## What is being asked
Please rewrite only the data from the line with "Point out the gray" through the line with "x=543, y=148", requests included, and shift every coordinate in the answers by adding 29 to each number.

[Some data]
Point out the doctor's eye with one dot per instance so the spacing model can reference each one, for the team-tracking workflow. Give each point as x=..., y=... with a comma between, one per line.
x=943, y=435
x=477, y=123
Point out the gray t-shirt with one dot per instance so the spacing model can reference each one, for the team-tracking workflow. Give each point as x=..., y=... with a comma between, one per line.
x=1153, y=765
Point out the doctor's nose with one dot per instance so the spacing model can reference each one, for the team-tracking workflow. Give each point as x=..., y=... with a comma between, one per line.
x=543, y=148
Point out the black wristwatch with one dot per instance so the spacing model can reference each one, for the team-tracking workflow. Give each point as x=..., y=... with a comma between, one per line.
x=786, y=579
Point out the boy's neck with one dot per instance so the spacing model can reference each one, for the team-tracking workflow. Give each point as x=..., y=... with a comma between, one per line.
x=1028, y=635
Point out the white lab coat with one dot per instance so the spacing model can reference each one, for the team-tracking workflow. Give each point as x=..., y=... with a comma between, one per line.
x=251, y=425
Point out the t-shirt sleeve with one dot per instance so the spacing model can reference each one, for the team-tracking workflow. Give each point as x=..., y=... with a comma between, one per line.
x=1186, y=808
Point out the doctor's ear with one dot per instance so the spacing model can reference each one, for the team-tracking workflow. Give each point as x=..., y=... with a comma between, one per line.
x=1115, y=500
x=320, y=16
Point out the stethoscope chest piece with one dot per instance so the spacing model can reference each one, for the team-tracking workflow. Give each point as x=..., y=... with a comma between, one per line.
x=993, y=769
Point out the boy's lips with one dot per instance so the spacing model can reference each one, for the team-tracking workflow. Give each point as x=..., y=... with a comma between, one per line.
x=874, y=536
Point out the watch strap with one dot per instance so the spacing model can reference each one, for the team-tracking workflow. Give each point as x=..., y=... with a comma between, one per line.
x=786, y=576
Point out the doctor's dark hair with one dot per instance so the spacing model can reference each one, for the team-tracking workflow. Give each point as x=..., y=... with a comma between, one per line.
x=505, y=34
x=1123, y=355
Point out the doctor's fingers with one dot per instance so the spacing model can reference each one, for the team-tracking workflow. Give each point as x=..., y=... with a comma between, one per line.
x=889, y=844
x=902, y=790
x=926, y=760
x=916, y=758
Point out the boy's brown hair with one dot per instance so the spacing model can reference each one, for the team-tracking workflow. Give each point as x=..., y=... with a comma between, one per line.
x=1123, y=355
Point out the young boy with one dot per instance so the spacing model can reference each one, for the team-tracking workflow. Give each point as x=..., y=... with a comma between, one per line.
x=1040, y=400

## Written answer
Point out the gray t-shirt with one dot per instance so the spacing model can reference each one, for the team-tracking workflow. Give each point as x=..., y=... with a comma between, one per line.
x=1182, y=794
Point out the doctor's nose with one dot per instance so the spacing model can reference each one, for the team-tracking workflow. Give each point as x=..., y=... with a comma between, one per line.
x=572, y=177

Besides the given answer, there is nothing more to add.